GIVEN EXERCISE: Turn each line of the records below into a string in a JSON list, one string per line, skipping any blank lines.

****************

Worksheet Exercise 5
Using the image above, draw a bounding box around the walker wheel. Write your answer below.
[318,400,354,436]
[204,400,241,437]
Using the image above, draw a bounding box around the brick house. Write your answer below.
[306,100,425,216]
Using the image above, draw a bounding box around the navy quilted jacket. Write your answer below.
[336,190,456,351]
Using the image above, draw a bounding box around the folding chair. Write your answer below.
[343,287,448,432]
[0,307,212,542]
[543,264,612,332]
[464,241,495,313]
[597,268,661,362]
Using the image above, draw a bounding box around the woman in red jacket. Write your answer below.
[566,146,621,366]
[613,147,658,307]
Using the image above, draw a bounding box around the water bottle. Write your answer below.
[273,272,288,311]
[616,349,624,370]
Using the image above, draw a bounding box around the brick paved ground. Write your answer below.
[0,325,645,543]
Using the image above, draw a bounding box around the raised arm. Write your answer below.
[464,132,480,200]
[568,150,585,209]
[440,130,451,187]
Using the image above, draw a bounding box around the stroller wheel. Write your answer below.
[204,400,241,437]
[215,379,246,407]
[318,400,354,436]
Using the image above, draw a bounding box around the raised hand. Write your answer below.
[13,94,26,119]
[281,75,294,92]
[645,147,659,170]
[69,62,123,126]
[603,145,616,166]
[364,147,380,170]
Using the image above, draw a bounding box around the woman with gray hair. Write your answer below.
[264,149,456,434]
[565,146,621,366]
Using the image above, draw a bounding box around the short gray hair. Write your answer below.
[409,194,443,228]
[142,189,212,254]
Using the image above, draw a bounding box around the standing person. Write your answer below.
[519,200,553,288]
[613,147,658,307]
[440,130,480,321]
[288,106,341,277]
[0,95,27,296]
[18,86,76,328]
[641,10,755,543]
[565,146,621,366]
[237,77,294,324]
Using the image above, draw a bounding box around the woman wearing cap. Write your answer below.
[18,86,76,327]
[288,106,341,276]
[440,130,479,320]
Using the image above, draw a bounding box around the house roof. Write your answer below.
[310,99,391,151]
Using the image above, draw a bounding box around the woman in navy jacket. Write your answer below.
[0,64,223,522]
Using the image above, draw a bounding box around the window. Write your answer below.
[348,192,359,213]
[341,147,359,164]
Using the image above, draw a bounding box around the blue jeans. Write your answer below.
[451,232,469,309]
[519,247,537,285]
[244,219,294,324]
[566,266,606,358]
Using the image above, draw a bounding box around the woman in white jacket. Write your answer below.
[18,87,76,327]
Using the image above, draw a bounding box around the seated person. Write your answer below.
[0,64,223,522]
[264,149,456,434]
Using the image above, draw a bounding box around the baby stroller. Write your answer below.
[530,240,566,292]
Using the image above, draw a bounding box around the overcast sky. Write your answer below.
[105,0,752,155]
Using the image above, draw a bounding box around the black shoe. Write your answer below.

****************

COMPLETE OUTPUT:
[
  "Worksheet Exercise 5",
  "Using the image above, draw a bounding box around the walker wheel. Write your answer below.",
  "[318,400,354,436]",
  "[204,400,241,437]",
  "Using the image above, draw a bounding box around the brick house. Write your answer below.",
  "[306,100,425,216]",
  "Using the image above, draw a bounding box around the navy quilted jacket. Write your answer below.",
  "[336,190,456,351]",
  "Using the image above, draw a bounding box around the folding chair. Write your answer below.",
  "[343,287,448,432]",
  "[0,307,212,542]",
  "[543,264,612,332]",
  "[464,241,495,313]",
  "[597,268,661,362]",
  "Using the image above, draw a bounding box around the woman in red jacket. Write your answer below.",
  "[566,146,621,366]",
  "[613,147,658,307]",
  "Using the image above, draw a bounding box around the water bottle. Write your answer below.",
  "[273,272,288,311]",
  "[616,349,624,370]",
  "Using the image above, draw a bounding box around the brick paved ground. Write your answer below.",
  "[0,325,645,543]",
  "Using the image above, draw a bounding box around the raised arm. Write your answer below.",
  "[464,132,480,200]",
  "[568,150,585,209]",
  "[440,130,451,187]",
  "Using the image above, draw a bounding box around the stroller wheel. Write your answer below.",
  "[204,400,241,437]",
  "[215,379,246,407]",
  "[318,400,354,436]",
  "Using the image above, draw a bounding box around the raised hand. Write your answer below.",
  "[13,94,26,119]",
  "[281,75,294,92]",
  "[645,147,659,170]",
  "[69,62,123,126]",
  "[603,145,616,166]",
  "[364,147,380,170]",
  "Using the image above, draw a bounding box around the woman with gray hair. Write your answer below.",
  "[264,149,456,434]",
  "[565,146,621,366]",
  "Using the image above, draw a bounding box around the short gray hair. Write your answer below.",
  "[409,194,443,228]",
  "[142,189,212,254]",
  "Using the image above, draw a bounding box around the standing person. Write your answer below.",
  "[519,200,553,288]",
  "[613,147,658,307]",
  "[440,130,480,321]",
  "[288,106,341,277]",
  "[0,95,27,296]",
  "[18,86,76,328]",
  "[641,10,755,543]",
  "[565,146,621,366]",
  "[237,77,294,324]",
  "Using the image above, draw a bounding box around the woman wearing cap. Write your answer below.",
  "[18,86,76,327]",
  "[288,106,341,276]",
  "[440,130,479,320]",
  "Using the image above, draw a bounding box around the house roof. Write your answer below.",
  "[310,99,391,151]",
  "Using the image above, draw a bounding box around the woman in navy jacket. Write your answer below.",
  "[0,64,223,522]",
  "Using the image above, draw a bounding box around the window. Write your answer below.",
  "[348,192,359,213]",
  "[341,147,359,164]",
  "Using the image above, draw a bounding box around the blue jeans. Write your answer below.",
  "[451,232,469,309]",
  "[519,247,537,285]",
  "[244,219,294,324]",
  "[566,266,606,358]",
  "Using the image above, draw a bounding box around the woman in white jacket. Write your answer below.",
  "[18,87,76,327]",
  "Using the image above, draw a bounding box around the seated person. Write your answer below.",
  "[0,64,223,522]",
  "[264,149,456,434]",
  "Using the image above, draw a bounding box around the baby stroller. Write your answer below.",
  "[530,240,566,292]",
  "Using the image above, draw a bounding box around the overcast sky. Write your answer below.",
  "[105,0,752,155]",
  "Using the image above, draw a bounding box around the black shoe. Write your answer below."
]